> EXERCISE DIRECTIONS: Every entry must be transcribed exactly. Pictures are not part of the copy.

> MATERIAL PROVIDED:
======

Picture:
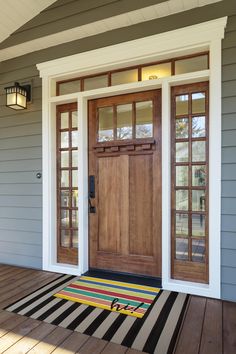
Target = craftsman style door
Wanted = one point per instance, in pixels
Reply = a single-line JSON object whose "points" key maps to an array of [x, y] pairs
{"points": [[125, 183]]}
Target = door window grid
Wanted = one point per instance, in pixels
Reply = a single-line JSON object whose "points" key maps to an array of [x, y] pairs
{"points": [[190, 175]]}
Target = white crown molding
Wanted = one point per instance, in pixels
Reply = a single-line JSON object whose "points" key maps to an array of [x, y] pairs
{"points": [[163, 9]]}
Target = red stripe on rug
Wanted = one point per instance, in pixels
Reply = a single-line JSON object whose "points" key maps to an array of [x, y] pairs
{"points": [[106, 292]]}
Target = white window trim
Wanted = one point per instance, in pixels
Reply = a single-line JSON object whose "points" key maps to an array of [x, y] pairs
{"points": [[190, 39]]}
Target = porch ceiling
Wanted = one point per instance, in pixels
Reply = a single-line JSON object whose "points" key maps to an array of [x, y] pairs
{"points": [[15, 13]]}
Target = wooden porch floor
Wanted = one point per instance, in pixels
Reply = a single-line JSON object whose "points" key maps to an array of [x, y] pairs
{"points": [[209, 326]]}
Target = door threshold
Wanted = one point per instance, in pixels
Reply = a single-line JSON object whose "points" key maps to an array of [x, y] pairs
{"points": [[125, 277]]}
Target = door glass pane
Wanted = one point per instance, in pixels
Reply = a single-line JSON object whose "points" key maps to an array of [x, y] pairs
{"points": [[198, 200], [74, 138], [74, 158], [64, 139], [199, 175], [65, 198], [65, 179], [74, 199], [65, 120], [198, 127], [74, 218], [181, 224], [124, 121], [95, 82], [124, 77], [105, 130], [192, 64], [198, 225], [65, 238], [75, 238], [181, 128], [74, 119], [198, 151], [181, 200], [69, 87], [144, 119], [198, 102], [75, 178], [64, 158], [198, 250], [181, 249], [65, 220], [156, 71], [181, 104], [182, 152], [181, 176]]}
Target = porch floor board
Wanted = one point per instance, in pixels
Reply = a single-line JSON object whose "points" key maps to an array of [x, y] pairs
{"points": [[209, 326]]}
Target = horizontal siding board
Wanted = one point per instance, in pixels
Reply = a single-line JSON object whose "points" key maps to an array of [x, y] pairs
{"points": [[21, 213], [229, 240], [228, 292]]}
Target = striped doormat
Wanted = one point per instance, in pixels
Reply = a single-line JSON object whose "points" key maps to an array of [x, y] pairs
{"points": [[155, 332], [129, 299]]}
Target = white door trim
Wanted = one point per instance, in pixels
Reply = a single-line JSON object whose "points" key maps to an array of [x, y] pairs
{"points": [[196, 38]]}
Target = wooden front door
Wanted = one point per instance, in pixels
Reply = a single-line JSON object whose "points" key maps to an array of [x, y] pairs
{"points": [[125, 183]]}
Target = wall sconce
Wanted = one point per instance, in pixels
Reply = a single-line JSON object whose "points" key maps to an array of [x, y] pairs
{"points": [[17, 96]]}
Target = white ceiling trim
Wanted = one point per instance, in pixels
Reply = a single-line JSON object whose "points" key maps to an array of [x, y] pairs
{"points": [[129, 18], [15, 13]]}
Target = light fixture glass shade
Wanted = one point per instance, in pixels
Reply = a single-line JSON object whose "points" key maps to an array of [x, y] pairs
{"points": [[16, 97]]}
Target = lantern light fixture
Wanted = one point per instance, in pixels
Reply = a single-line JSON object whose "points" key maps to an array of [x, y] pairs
{"points": [[17, 96]]}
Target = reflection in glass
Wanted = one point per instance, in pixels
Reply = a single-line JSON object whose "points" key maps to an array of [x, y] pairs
{"points": [[198, 250], [144, 119], [198, 151], [181, 128], [74, 158], [156, 71], [105, 130], [75, 239], [198, 224], [74, 218], [65, 198], [124, 77], [69, 87], [65, 120], [198, 200], [181, 176], [64, 158], [64, 139], [181, 200], [95, 82], [182, 152], [198, 102], [65, 238], [74, 138], [124, 121], [198, 127], [181, 104], [74, 198], [65, 220], [181, 248], [191, 64], [199, 175], [64, 179], [74, 119], [75, 178], [181, 224]]}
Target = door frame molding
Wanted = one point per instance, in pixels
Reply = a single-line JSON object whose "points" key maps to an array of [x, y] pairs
{"points": [[192, 39]]}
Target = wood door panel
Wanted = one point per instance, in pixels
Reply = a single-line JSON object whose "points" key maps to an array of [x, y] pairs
{"points": [[125, 232], [140, 205]]}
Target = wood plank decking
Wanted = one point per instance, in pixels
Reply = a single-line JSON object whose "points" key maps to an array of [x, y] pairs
{"points": [[209, 326]]}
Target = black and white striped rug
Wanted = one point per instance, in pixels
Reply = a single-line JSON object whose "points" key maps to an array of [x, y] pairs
{"points": [[156, 332]]}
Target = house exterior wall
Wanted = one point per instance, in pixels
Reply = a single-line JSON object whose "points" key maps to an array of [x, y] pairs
{"points": [[20, 134]]}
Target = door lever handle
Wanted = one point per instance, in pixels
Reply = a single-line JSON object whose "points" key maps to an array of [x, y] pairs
{"points": [[92, 209]]}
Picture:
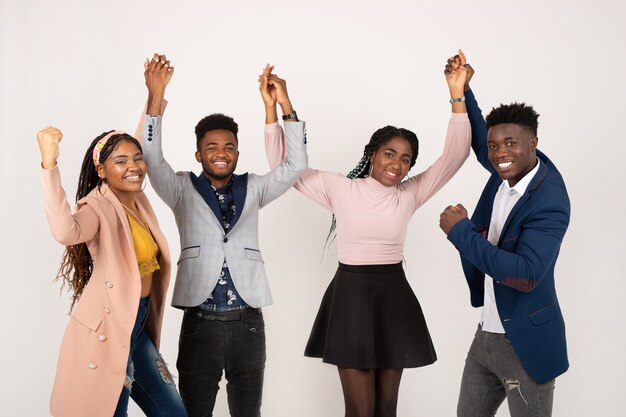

======

> RESPONSE TO THIS TASK:
Picture:
Target = craftsman style door
Wanted = one point per instance, in pixels
Reply = a single-line JSON object whose "points" key maps to an array of [x, y] pairs
{"points": [[125, 183]]}
Target = door window grid
Wanted = one point per instance, in pixels
Reply = a single-line JSON object whose "points" key maps to an array of [x, y] pairs
{"points": [[190, 175]]}
Target = white crown molding
Wanted = one point per instance, in pixels
Reply = a single-line JSON object whose "points" key maps to an array of [x, y] pairs
{"points": [[163, 9]]}
Target = red stripe on rug
Wanted = one point per instance, in pixels
Reply = a single-line JSON object whose "points" key maps to an array of [x, y] pairs
{"points": [[106, 292]]}
Target = white window trim
Wanted = one point per instance, in pixels
Reply = a single-line JSON object whose "points" key maps to an array of [x, y] pairs
{"points": [[190, 39]]}
Target = porch ceiling
Wanted = one point per instance, in pixels
Reply = a single-line JSON object whose "points" key maps to an array of [x, y] pairs
{"points": [[15, 13]]}
Target = wooden porch floor
Wanted = one point per instance, in pixels
Reply = a single-line JSON object whose "points" key maps to an array of [x, y] pairs
{"points": [[209, 326]]}
Target = door threshold
Wanted = one point per instance, in pixels
Reply = a single-line JSON object whose "points" key maps to an array of [x, y] pairs
{"points": [[125, 277]]}
Target = door glass pane
Wanted = one point per instance, in pixels
Reply = a single-line JSON object whose "points" key maps to an array of [x, y] pairs
{"points": [[198, 200], [74, 138], [74, 158], [64, 139], [199, 175], [65, 198], [65, 179], [74, 199], [65, 120], [198, 127], [74, 218], [181, 224], [124, 121], [95, 82], [124, 77], [105, 130], [192, 64], [198, 225], [65, 238], [75, 238], [181, 128], [74, 119], [198, 151], [181, 200], [69, 87], [144, 119], [198, 102], [75, 178], [64, 158], [198, 250], [181, 249], [65, 220], [156, 71], [181, 104], [182, 152], [181, 176]]}
Target = porch floor board
Wanted = one point per instance, in pixels
Reply = a single-line JSON object whose "points" key maps to an array of [x, y] pairs
{"points": [[209, 326]]}
Target = horizontal siding board
Wanted = one point per instance, in pixels
Reply = a single-line JSON object whose "points" key maps to an array of [x, y] pairs
{"points": [[21, 213], [229, 240], [228, 292]]}
Target = striped doormat
Wanted = one point per instance, in pixels
Reply = a single-line JSON object whose "points" key maps to an array of [x, y] pairs
{"points": [[155, 332], [129, 299]]}
Target = white door trim
Wanted = one point per instance, in pixels
Reply = a single-line JSON object whose "points" key maps to an array of [x, y] pairs
{"points": [[196, 38]]}
Target = wooden front door
Wanted = one point per instance, in pixels
Reply = a single-line JSON object whose "points" key maps to an array of [x, y] pairs
{"points": [[125, 183]]}
Target = wall sconce
Wanted = one point per instance, in pixels
Reply = a single-line JSON object whose "points" key maps to an array of [x, y] pairs
{"points": [[17, 96]]}
Target = white ceiling trim
Wanted = one point per instance, in pixels
Reply = a single-line JSON object whose "points" key maps to an array of [x, y] pairs
{"points": [[129, 18], [15, 13]]}
Target = light fixture glass shade
Wanted = one point per instance, in pixels
Reply = a single-line JSON object whose "points" key maps to an array of [x, y] pairs
{"points": [[16, 97]]}
Target = lantern light fixture
Wanted = one point per instance, in pixels
Reply = a single-line JSON object whose "points" key maps to an array of [x, y] pairs
{"points": [[17, 96]]}
Target = reflection in glass
Wanted = one point per instance, in pixels
Reply = a single-line JSON object whose "points" key maps to an array of [x, y] pairs
{"points": [[198, 250], [144, 119], [198, 151], [181, 128], [74, 158], [156, 71], [105, 130], [75, 239], [198, 224], [74, 218], [65, 198], [124, 77], [69, 87], [65, 120], [198, 200], [181, 176], [64, 158], [64, 139], [181, 200], [95, 82], [182, 152], [198, 102], [65, 238], [74, 138], [124, 121], [198, 127], [181, 104], [74, 198], [65, 220], [181, 248], [191, 64], [199, 175], [64, 179], [74, 119], [75, 178], [181, 224]]}
Target = door frame molding
Wanted = one point per instance, in pixels
Reply = a single-line JSON object whose "points" key maps to an array of [x, y] pairs
{"points": [[192, 39]]}
Target = wood door panel
Wanted = one point per instance, in pixels
Reply = a single-line JSON object whose "points" key maps to an array of [x, y] pairs
{"points": [[125, 232], [140, 205]]}
Target = wood plank decking
Wanted = one point per instance, in pixels
Reply = a single-line JSON object whose "points" key maps to an array of [x, y] pairs
{"points": [[209, 326]]}
Target = black and white striped rug
Wanted = one point per instance, in pixels
Reply = a single-line JSON object whose "points" key maps to an array of [x, y] pairs
{"points": [[156, 332]]}
Target = house exterior wall
Wanted = one point per instance, in pixels
Reply = a single-line JSON object whose "points" key maps to an array of [x, y] pairs
{"points": [[20, 134]]}
Target = door lever handle
Wanted = one point per instance, in pixels
Reply = a single-line JSON object whose "points" key maps to an array of [x, y] pairs
{"points": [[92, 209]]}
Picture:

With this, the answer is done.